Instructions to follow
Extract, exactly as written, each line from the start of the records below to the line containing "positive clicks: (369, 193)", both ends included; drop the pictures.

Data entries:
=======

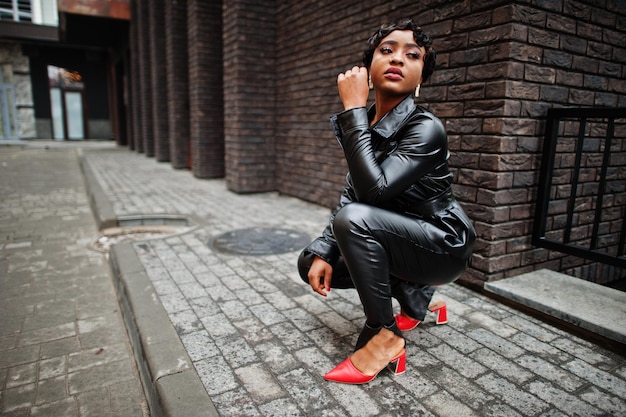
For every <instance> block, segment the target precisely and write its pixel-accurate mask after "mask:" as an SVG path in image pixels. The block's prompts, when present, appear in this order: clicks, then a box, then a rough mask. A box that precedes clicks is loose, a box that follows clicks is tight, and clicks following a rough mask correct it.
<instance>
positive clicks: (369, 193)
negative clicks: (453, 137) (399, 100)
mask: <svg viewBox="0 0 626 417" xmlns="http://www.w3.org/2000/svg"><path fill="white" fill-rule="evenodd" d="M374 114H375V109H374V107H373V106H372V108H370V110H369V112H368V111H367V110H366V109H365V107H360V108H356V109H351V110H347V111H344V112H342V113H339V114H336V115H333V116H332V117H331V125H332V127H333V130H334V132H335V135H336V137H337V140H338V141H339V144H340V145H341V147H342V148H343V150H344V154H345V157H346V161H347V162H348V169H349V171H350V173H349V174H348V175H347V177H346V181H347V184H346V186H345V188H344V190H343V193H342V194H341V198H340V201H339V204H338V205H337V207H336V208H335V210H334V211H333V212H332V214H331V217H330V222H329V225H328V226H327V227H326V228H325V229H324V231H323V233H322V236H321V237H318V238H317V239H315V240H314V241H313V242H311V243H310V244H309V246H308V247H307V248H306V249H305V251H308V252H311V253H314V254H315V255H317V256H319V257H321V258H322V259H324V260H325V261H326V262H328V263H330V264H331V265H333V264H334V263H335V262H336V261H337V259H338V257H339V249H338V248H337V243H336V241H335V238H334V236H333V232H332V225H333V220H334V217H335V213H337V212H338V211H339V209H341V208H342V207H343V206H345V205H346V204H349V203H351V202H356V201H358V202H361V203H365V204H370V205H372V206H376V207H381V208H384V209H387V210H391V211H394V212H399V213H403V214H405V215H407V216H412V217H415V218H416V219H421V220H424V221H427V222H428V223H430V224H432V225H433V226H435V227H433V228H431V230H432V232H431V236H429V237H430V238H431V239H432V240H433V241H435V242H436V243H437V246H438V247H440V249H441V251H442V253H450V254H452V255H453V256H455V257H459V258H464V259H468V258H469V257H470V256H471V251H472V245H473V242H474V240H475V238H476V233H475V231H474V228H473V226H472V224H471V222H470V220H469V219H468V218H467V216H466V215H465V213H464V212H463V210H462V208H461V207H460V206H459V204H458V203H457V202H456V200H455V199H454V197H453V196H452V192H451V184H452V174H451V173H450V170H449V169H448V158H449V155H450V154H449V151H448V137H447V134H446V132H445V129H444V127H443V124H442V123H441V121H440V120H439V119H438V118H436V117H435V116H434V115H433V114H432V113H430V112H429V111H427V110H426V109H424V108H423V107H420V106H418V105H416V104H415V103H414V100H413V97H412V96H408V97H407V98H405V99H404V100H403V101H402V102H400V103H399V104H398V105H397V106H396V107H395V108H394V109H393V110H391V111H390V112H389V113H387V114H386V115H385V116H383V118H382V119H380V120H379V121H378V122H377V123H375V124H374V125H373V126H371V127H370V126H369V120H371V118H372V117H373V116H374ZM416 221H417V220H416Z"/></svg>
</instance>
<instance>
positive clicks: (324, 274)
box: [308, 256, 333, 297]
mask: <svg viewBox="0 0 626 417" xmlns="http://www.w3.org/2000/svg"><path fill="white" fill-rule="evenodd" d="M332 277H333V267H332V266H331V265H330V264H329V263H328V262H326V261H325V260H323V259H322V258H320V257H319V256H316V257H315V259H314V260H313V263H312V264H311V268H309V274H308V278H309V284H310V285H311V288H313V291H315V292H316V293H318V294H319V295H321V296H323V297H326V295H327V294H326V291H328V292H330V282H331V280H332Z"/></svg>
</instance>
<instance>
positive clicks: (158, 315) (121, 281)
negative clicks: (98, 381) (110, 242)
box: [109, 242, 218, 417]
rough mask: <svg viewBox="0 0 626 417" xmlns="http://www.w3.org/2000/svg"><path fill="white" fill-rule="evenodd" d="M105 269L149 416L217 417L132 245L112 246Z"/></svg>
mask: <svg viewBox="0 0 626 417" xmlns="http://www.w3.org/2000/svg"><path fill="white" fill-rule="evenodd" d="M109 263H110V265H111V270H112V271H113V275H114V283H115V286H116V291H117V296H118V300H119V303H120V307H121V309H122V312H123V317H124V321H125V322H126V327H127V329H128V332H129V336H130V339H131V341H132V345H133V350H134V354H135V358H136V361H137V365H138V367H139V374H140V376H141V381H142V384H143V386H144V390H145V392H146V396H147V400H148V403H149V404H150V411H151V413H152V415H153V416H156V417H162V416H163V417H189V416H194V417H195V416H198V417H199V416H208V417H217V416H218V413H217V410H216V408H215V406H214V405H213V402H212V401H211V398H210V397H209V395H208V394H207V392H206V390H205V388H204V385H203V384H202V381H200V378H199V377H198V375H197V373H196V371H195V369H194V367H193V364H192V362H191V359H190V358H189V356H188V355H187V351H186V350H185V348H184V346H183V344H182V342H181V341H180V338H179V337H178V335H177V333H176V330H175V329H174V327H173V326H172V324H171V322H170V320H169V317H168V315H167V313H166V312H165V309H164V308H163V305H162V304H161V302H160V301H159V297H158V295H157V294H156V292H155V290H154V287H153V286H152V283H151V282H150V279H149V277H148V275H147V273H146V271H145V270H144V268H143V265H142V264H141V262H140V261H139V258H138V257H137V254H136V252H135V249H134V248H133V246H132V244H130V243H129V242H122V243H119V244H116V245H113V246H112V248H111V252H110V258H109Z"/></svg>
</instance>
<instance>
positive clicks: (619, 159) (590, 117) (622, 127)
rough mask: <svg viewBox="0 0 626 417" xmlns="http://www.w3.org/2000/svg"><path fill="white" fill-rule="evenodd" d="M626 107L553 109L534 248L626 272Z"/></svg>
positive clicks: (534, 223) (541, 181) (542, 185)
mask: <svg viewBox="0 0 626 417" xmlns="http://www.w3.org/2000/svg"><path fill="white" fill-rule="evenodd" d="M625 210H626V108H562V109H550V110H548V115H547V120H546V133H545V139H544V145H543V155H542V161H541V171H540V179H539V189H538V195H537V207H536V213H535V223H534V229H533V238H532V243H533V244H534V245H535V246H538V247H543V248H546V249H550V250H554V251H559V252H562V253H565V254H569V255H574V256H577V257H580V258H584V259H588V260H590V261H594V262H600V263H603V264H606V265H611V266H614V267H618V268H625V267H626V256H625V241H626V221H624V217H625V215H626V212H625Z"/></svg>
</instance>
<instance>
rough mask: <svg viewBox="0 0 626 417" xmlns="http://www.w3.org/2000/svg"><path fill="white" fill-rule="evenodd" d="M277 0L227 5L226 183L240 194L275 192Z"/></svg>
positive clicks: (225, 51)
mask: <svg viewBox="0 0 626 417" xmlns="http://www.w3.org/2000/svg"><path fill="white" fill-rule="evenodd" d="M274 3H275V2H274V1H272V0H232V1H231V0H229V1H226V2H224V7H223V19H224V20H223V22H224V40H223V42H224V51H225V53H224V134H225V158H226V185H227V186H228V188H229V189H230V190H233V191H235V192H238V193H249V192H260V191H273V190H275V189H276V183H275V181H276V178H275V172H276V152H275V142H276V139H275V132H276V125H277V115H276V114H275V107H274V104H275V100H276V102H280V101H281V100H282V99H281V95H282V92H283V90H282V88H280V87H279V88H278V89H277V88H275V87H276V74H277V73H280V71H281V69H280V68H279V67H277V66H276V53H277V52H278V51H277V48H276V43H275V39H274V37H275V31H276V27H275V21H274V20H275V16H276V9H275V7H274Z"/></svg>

=======

Task output
For every <instance> block, segment the target precisely and write its pixel-accurate mask after "mask:" as an SVG path in image pixels. The block's prompts, when present, appear in this order: clicks, then a box, then a rough mask. A box that precedes clicks is loose, a box that follows clicks is tight, and clicks following a rough mask correct it.
<instance>
positive clicks: (369, 193)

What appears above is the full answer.